__Data for processing__.
☆ ☆ ☆
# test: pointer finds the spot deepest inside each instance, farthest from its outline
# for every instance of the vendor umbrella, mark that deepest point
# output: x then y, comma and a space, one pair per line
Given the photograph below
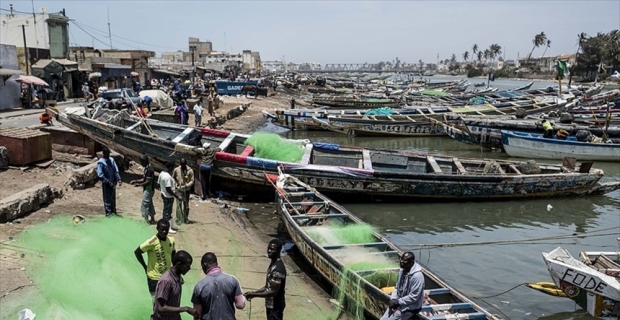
31, 80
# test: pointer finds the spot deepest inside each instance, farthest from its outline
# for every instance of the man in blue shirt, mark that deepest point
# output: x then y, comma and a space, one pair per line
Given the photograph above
147, 101
108, 173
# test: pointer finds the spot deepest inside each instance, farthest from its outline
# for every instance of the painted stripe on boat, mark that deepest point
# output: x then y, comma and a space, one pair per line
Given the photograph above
438, 291
183, 135
446, 307
460, 316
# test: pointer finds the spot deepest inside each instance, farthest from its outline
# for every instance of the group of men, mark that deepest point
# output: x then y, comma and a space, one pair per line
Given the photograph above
175, 183
198, 109
215, 296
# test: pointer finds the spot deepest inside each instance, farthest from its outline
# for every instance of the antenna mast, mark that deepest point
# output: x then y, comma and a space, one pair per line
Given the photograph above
109, 30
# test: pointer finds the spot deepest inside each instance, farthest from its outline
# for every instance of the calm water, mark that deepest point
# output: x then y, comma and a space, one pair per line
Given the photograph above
484, 270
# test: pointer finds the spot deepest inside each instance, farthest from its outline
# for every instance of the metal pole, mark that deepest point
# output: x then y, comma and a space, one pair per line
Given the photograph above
109, 30
193, 68
26, 62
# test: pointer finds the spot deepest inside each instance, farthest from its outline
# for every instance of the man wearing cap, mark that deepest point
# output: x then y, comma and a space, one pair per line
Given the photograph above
184, 180
207, 156
148, 190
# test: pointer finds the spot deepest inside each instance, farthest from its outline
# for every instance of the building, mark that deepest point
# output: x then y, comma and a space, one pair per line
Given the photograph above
251, 60
47, 35
114, 63
10, 90
200, 48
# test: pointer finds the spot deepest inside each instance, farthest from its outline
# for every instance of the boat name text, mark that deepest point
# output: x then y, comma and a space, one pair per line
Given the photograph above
577, 278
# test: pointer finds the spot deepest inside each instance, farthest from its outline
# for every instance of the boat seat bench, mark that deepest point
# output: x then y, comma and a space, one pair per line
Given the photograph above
305, 203
363, 245
248, 151
469, 316
446, 307
318, 216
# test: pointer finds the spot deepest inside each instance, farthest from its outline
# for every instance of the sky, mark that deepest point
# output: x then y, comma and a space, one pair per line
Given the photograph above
335, 31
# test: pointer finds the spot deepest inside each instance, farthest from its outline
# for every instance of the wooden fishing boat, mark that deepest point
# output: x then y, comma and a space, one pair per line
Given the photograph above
486, 131
593, 290
342, 170
357, 103
525, 87
301, 119
308, 214
534, 146
411, 125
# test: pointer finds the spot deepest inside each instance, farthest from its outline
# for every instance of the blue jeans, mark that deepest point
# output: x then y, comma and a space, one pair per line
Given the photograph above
168, 203
109, 199
147, 209
205, 180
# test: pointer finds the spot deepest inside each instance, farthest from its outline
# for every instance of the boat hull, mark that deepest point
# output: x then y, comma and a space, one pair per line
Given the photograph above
595, 292
373, 179
534, 146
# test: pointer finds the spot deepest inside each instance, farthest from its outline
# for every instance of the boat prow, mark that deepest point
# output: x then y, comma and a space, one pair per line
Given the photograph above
593, 290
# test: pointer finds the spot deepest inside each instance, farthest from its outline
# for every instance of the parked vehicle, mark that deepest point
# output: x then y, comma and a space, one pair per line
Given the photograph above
120, 98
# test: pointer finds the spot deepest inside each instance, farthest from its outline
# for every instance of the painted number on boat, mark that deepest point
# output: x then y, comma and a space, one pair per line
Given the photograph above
423, 128
584, 281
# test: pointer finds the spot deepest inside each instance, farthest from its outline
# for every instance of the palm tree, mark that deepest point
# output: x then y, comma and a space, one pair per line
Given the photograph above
539, 40
486, 54
496, 51
465, 56
546, 47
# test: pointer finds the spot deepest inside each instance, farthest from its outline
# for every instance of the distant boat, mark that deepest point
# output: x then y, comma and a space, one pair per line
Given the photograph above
525, 87
534, 146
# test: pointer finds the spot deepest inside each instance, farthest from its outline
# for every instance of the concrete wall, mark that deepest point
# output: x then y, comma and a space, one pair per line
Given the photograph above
36, 30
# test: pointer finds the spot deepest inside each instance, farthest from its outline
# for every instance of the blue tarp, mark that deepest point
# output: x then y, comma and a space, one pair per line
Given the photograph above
232, 87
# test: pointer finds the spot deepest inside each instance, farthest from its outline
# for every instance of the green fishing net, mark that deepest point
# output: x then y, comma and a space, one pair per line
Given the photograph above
88, 270
385, 111
272, 146
349, 234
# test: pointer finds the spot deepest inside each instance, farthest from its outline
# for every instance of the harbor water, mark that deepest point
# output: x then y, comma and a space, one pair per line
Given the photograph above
484, 270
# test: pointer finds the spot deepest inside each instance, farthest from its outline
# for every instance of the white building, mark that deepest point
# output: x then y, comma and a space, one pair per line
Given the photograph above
47, 34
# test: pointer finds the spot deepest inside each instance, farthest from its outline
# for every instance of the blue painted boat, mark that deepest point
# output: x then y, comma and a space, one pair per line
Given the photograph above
342, 170
532, 145
313, 222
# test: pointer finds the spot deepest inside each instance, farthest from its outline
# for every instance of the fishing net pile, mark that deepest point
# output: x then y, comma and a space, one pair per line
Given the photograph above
379, 270
271, 146
88, 270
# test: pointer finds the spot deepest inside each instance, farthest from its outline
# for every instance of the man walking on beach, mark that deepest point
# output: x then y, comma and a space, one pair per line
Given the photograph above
198, 113
275, 285
167, 305
159, 249
168, 192
207, 156
184, 179
408, 295
107, 171
215, 294
148, 190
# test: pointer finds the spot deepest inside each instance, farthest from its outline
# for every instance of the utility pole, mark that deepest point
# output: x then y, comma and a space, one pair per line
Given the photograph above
109, 30
27, 59
193, 49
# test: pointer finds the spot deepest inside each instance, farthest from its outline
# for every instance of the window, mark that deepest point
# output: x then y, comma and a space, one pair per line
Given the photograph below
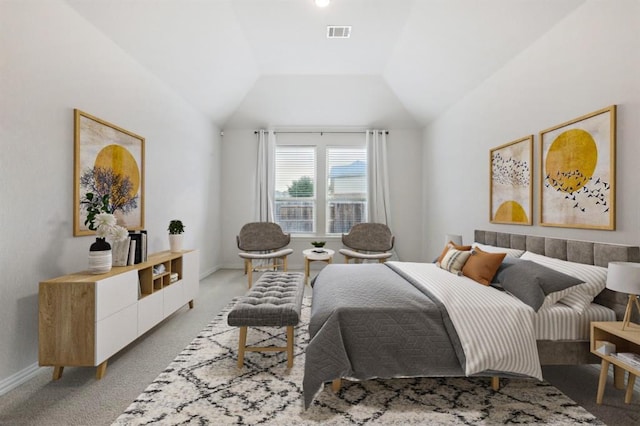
☆ ☆ ☆
__Exercise objective__. Your task is to repeat the records exactly. Images do not belong in the copy.

__Task result__.
# test: pointer finds the spot deepest inside each instance, farthest from its outline
# for every instance of the vendor umbrella, mark that deepest point
# output: x then y, comma and a space, one pair per line
Given the photograph below
31, 80
# test: pointer finds the spot deepest inside each instance, farthest from its outline
# for every instance of the man in blue shirt, mark that deepest point
# output: x then y, comma and a space, one pair per line
Given the photograph above
147, 101
108, 173
# test: pointer finds the spot deepest inside each instance, farthest from its outline
# for every instance of the painted stripe on boat, mark that deepest point
# output: x then y, comma and a space, one pair per line
Given the photograph above
438, 291
183, 135
446, 307
460, 316
# test: pointer finds the spot deepest inside each instance, farthest from its outline
# for every instance of the group of men, mark that deepest point
# output: x then y, comma and a space, one pair per line
Given the photograph above
175, 183
198, 109
215, 296
# test: pointer finds the spot deepest inside each instance, farthest from its outline
# for every instance of the antenna mast, mark that deepest point
# output: x then y, comma and a space, one pair per line
Given the photograph above
109, 30
# test: pointer finds the spot deepest inside each instance, farthest from its outline
# for every instance of the calm water, mark that deepest point
# output: x then y, comma and a space, one pair per line
Given the photograph above
484, 270
# test: pointer finds the spot deepest inside each instance, farthest from its outline
# for every instance of the metal pole, mark that deepest point
# output: x then y, comma and a space, one pair per line
Given the photograph above
109, 30
193, 68
26, 62
# test: pointer finds the spot deepest inside each instance, farthest from its outline
# for every instance of the man wearing cap, mark that deepest point
# output: x then y, comma and a space, one pair per line
Given the photograph above
184, 180
207, 156
148, 190
# test: pointer finds the spot deepest inside each instance, farthest from its outline
# for every instance of the building, mark that deepest point
# output: x then y, comma and a space, one pair per line
Given the photograph above
251, 60
47, 35
114, 63
10, 90
200, 48
# test: pointer finds the spot deepest inside each instance, farthest from its outline
# for every instance of the boat name text, mark that deepest point
# output: x then y, comma and a space, one pair per line
Given the photograph above
577, 278
# test: pointer finds the spot deepest inside each instance, farthest from its outline
# for every instance of the boat seat bench, mark that deepest point
# output: x then y, comma and a space, one pair per line
Given the photograph above
305, 203
363, 245
248, 151
469, 316
446, 307
318, 216
# test: pointer finds the spot deepest inside each instance, farthest from its outline
# for every instance of the sky, mark that deepest point
# output: x then y, comma and a space, one pair per line
Given the photograph above
335, 31
# test: pointer finds the spot deepest inside each instance, farthest from its outline
# for every instance of the wooden fishing boat, mark that deepest point
# output: x then y, comma and a space, one pair per line
Given the photograph above
486, 131
593, 290
342, 170
357, 103
525, 87
301, 119
308, 214
534, 146
411, 125
# test: pointer finds the spot deepest inside each instance, farthest from its outline
# for every instance of the blue jeans, mark that deepest point
# output: x then y, comma and a space, one pair per line
Given the photograph above
168, 203
109, 199
147, 209
205, 180
# test: pointer finds the spot deepest inside each instance, farthest from its outline
# for every instance of the boat hull, mark that deepest point
# output: x then y, comma and a space, one pair per line
Given the photograph above
595, 292
373, 179
534, 146
# test: pointer finds the spot deepest inside each instance, farthest from its outline
# for every instance of the boat prow, mark that deepest point
# output: x then y, comma and a space, one pair per line
Given the photograph above
593, 290
# test: pointer finds the spot deepest inside each instance, farthest from its outline
# for every instance of the parked vehicle, mark that deepest point
# output: x then y, comma and a space, one pair per line
Given the photograph above
120, 98
# test: pointer finds the spot deepest inside each instance, farthest from its outline
# for every instance of the painted number on boat, mark that deepest point
# output: x then y, comma and a space, one pair per line
Given the photograph above
423, 128
584, 281
# test: pointer finds the spot deepest inside each instance, farthest from its outline
# for every instance of the palm tree, mark that deepest point
# output: x then y, comma and a space, one pair per line
Given the photograph above
539, 40
486, 54
496, 51
465, 56
546, 47
# test: pointer finds the spot deepest inside each instance, farthest from its outline
# for every instance of the distant boat, mark that deepest point
# output: x then y, comma and a space, one pair per line
Given the photograph above
525, 87
534, 146
# test: pointer finds the spot deepest inside each instance, farthest from its outline
# for every instance of the concrete wall, mark that deepest point
# output: x then y, comma and a space, one pair per line
Given the photograph above
36, 30
# test: pointer finds the spot deepest inside each instance, farthest from its outline
# for every instance of the blue tarp, mark that deepest point
# output: x then y, comma and a space, one pair per line
Given the photograph above
232, 87
# test: pointer finds the spot deepest inside each instance, farthest from its outline
# for every instance of the green fishing net, mark that deepest point
# output: x then y, comma and a space, one pair per line
Given the photograph above
88, 270
385, 111
272, 146
349, 234
# test: pointer finds the spot deepest inside each instance, farthest from its outline
# for every instance of the harbor water, mark that deepest point
# output: x then y, comma and a space, one pair per line
Given the photograph above
484, 270
# test: pointer finds the spot deepest inside each instance, farthest from its outline
# for every instance of the white building, mark that deepest point
# output: x then y, comma and a space, one pair per line
Given the photograph above
47, 34
# test: pointer finds the spot deepest inside each instance, farthest from its outline
# for every instance of the blue painted boat, mark that deepest point
# output: x then y, comma and a space, one pair per line
Given the photograph above
342, 170
532, 145
313, 222
# test: pointer finds the spot deepest inside each instance, farthest from its outline
# for every instance of the fishing net pile, mark that deepest point
# output: x then y, comma and a space, one pair per line
Given the photograph above
379, 270
271, 146
88, 270
# test: pointer finds the spot deepest inside each instance, farthest from its outline
# for every instance of the man walking on beach, mark that deepest point
# output: x then y, comma and a space, one pair per line
Given the photograph above
198, 113
275, 285
167, 305
159, 249
168, 192
207, 156
184, 179
408, 295
107, 171
215, 294
148, 190
# test: pointer finds the spot deepest inside each instance, farthest from its outline
# for every instance of the utility pole, mark that deepest point
# output: x then y, comma and a space, one pair per line
Given the photograph above
109, 30
27, 59
193, 49
# test: pointer finds the spot deepest inside each instance, farthest from its outline
# for every instance of the window, mark that deepest point
# output: x then y, comma and a space, one pair per line
Given the photograph below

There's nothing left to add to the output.